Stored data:
········

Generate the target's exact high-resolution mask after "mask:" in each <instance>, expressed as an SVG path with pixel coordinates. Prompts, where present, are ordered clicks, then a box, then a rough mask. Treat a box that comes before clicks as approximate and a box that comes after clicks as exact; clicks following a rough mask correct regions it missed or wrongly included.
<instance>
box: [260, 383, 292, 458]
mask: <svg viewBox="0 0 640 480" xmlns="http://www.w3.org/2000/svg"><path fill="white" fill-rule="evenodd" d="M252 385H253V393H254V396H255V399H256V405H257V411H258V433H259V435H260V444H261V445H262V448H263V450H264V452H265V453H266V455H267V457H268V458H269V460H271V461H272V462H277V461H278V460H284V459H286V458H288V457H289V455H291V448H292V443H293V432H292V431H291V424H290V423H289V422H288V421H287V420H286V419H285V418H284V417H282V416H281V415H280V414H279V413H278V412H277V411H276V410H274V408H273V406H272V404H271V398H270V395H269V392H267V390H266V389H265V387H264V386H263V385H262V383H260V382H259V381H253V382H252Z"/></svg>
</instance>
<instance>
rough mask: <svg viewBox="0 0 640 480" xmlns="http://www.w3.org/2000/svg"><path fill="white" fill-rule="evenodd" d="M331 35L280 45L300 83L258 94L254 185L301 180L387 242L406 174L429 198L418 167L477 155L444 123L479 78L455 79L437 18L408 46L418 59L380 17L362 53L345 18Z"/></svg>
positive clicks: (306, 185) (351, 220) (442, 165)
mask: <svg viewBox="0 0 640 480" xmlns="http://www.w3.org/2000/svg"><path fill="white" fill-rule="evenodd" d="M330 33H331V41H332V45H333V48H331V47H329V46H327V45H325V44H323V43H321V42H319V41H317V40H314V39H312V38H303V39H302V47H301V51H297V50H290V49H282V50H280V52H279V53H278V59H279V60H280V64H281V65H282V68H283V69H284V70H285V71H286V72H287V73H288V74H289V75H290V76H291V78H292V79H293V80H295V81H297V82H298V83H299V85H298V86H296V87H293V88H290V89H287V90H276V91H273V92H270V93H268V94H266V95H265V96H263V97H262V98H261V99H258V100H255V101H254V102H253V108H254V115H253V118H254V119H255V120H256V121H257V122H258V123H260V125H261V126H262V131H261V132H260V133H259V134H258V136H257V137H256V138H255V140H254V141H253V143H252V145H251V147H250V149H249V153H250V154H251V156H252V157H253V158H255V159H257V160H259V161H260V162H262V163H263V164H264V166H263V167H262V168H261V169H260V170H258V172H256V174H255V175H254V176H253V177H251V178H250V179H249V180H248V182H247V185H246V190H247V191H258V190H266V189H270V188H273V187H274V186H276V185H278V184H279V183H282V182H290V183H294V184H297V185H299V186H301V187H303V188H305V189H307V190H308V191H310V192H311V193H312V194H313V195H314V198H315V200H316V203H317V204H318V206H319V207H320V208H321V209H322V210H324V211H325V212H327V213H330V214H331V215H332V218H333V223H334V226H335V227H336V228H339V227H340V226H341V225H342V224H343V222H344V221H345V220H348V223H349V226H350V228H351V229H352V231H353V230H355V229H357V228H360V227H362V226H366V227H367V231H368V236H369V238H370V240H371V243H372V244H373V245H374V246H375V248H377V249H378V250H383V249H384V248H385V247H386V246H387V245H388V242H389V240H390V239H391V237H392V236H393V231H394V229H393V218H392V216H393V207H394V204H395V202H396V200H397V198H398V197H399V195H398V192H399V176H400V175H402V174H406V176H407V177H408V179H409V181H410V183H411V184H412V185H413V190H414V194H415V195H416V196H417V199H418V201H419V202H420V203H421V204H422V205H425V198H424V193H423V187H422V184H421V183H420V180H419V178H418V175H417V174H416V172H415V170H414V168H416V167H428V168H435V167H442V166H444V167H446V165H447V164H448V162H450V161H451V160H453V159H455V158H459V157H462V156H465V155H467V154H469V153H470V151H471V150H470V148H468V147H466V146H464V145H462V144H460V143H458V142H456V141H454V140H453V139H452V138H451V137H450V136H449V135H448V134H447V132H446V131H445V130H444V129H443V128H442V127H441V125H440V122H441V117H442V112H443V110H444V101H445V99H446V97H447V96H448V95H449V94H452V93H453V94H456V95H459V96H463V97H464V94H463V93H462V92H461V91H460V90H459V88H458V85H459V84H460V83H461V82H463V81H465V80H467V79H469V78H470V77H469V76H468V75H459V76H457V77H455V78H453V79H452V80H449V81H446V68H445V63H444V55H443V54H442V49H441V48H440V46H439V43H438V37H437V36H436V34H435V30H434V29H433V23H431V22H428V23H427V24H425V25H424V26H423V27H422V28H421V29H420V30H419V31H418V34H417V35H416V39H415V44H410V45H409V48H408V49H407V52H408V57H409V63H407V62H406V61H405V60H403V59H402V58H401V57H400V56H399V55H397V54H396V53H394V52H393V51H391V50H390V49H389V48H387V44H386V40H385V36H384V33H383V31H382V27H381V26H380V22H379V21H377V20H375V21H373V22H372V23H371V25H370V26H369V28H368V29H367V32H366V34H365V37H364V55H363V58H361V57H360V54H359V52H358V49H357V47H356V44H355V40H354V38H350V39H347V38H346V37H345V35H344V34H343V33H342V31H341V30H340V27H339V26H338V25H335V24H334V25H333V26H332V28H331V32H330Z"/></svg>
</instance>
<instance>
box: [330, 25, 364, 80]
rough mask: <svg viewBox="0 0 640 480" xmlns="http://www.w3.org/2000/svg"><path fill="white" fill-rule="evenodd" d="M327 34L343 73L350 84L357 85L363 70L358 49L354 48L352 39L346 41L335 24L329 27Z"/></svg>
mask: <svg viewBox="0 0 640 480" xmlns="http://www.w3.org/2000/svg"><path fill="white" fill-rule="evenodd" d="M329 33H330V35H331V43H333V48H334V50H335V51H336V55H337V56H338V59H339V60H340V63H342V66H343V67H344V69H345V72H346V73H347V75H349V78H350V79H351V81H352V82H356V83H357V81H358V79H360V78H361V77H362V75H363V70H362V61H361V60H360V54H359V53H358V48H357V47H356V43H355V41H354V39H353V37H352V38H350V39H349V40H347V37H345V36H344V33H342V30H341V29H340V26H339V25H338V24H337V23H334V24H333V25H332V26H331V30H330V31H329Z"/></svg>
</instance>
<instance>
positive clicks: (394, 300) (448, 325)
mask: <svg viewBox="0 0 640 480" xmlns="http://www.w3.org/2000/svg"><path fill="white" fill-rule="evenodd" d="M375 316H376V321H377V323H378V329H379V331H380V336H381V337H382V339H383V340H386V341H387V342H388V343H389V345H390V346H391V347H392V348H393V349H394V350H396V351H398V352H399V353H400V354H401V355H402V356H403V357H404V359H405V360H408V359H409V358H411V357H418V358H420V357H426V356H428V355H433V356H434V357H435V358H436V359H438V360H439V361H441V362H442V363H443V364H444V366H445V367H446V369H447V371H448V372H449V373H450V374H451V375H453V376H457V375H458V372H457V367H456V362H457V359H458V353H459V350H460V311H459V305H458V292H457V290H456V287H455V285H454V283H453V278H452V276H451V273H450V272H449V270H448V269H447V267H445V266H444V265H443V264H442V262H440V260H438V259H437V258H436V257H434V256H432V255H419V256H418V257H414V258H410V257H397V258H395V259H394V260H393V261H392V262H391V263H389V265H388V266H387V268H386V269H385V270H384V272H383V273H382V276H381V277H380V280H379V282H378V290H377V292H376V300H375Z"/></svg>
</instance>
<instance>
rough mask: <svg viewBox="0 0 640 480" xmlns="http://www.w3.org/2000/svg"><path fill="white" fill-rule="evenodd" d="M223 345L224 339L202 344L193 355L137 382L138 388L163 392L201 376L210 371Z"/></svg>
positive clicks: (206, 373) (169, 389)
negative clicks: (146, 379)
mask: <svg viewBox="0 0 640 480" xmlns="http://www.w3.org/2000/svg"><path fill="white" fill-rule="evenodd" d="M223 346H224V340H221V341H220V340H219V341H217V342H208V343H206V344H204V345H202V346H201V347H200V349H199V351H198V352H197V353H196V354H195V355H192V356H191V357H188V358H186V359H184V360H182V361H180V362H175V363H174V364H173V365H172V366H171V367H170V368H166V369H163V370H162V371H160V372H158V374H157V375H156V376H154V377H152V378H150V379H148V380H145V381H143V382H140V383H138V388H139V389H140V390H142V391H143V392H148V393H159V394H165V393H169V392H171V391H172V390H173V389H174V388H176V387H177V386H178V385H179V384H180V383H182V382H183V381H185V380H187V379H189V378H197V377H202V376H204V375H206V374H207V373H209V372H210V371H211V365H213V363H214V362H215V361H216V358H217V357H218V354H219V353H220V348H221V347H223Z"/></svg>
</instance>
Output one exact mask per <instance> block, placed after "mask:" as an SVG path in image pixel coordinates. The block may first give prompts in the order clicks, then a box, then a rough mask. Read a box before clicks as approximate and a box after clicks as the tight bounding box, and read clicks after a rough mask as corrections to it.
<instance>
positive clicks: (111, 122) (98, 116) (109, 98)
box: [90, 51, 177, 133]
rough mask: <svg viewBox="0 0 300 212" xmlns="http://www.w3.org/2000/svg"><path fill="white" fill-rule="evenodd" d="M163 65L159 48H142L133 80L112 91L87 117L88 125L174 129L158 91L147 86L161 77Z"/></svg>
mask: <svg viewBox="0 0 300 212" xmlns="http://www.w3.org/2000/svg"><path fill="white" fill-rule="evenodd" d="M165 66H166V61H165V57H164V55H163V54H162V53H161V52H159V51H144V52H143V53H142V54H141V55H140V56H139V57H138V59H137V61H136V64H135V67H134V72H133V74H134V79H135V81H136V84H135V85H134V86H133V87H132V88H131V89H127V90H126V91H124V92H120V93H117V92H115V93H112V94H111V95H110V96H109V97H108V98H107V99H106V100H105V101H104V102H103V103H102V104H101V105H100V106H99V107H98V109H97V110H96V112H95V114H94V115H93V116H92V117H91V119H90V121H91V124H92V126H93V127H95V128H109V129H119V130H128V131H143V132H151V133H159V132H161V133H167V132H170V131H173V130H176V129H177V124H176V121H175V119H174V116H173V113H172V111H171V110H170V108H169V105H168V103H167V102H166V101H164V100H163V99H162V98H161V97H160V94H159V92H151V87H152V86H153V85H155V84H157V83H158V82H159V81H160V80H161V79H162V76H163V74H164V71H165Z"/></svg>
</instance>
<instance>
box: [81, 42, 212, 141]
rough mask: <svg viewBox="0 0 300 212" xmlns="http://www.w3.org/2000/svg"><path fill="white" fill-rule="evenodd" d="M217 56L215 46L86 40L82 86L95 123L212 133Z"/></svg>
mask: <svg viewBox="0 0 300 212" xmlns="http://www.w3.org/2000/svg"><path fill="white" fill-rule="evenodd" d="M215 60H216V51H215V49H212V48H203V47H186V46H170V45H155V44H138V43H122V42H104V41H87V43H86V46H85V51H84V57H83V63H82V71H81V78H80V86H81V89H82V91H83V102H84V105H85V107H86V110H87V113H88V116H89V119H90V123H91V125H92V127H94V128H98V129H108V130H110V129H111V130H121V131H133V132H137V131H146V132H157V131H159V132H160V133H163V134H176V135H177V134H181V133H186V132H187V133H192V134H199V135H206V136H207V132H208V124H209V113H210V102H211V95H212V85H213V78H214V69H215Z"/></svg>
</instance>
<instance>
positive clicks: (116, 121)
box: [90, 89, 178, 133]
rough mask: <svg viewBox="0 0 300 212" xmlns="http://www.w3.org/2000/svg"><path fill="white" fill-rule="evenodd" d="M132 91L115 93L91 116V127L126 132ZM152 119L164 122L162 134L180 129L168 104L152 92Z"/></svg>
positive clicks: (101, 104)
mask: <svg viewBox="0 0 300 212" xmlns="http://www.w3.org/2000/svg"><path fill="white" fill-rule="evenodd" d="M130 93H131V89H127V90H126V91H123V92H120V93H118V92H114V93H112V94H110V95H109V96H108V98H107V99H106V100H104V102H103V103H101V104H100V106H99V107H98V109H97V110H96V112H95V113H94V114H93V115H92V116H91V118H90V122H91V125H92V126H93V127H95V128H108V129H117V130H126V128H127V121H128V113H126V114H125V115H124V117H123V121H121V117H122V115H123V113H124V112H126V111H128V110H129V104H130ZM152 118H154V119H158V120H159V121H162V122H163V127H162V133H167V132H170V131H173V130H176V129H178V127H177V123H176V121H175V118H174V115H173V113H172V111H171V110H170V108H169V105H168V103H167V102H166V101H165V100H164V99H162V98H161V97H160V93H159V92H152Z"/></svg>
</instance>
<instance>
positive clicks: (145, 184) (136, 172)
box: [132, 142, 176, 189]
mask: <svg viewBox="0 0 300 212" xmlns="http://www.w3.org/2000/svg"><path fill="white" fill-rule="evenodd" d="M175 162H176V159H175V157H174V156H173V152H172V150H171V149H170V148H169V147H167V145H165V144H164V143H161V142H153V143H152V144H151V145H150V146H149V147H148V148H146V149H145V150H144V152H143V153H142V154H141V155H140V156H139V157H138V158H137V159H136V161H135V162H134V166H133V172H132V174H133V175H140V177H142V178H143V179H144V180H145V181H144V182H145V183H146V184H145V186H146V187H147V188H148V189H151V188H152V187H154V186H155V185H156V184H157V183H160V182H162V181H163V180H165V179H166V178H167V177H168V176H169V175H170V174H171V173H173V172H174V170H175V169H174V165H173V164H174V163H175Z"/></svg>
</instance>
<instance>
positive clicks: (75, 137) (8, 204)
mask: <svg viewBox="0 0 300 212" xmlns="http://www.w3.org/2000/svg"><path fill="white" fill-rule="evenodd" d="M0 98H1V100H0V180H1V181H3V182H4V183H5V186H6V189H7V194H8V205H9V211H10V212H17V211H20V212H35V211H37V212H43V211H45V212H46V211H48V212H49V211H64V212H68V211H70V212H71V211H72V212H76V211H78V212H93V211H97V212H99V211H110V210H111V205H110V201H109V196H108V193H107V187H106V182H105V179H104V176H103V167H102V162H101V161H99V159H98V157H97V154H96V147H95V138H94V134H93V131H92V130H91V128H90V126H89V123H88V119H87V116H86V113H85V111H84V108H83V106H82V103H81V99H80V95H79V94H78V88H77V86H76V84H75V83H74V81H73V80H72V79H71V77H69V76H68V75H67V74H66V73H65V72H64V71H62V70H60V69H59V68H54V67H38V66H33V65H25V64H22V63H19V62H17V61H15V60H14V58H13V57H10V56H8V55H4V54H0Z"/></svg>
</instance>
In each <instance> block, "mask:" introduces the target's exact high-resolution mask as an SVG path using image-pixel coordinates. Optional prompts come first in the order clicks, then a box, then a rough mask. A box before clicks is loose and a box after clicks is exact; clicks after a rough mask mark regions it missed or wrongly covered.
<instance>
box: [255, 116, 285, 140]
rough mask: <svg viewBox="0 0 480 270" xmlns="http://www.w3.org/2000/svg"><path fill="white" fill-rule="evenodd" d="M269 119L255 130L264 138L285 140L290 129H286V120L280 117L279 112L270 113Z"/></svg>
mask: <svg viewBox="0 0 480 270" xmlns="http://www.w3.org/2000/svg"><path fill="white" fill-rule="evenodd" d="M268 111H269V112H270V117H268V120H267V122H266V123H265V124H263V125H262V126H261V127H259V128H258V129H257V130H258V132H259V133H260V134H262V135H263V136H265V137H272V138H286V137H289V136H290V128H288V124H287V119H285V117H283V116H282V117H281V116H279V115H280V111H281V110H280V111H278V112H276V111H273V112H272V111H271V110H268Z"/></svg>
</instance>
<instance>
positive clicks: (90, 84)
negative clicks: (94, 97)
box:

········

* _Exercise brief_: Among the lines above, repeat exactly those from the line with "box: [90, 89, 178, 133]" to the line with "positive clicks: (145, 184) (136, 172)", counting both ends.

* _Answer to the problem_:
box: [90, 89, 178, 133]
rough mask: <svg viewBox="0 0 300 212" xmlns="http://www.w3.org/2000/svg"><path fill="white" fill-rule="evenodd" d="M132 91L115 93L91 116V127L126 132ZM152 119L164 122L162 134L180 129L168 104L152 92Z"/></svg>
positive clicks: (101, 104)
mask: <svg viewBox="0 0 300 212" xmlns="http://www.w3.org/2000/svg"><path fill="white" fill-rule="evenodd" d="M130 93H131V89H127V90H126V91H123V92H120V93H118V92H114V93H112V94H110V95H109V96H108V98H107V99H106V100H104V102H103V103H101V104H100V106H99V107H98V109H97V110H96V112H95V113H94V114H93V115H92V116H91V118H90V122H91V125H92V126H93V127H95V128H108V129H117V130H126V128H127V121H128V113H126V114H125V115H124V117H123V121H121V117H122V115H123V113H124V112H126V111H128V110H129V104H130ZM152 118H154V119H158V120H159V121H162V122H163V127H162V133H167V132H170V131H173V130H176V129H178V127H177V123H176V121H175V118H174V115H173V113H172V111H171V110H170V108H169V105H168V103H167V102H166V101H165V100H164V99H162V98H161V97H160V93H159V92H152Z"/></svg>
</instance>
<instance>
positive clicks: (145, 184) (136, 172)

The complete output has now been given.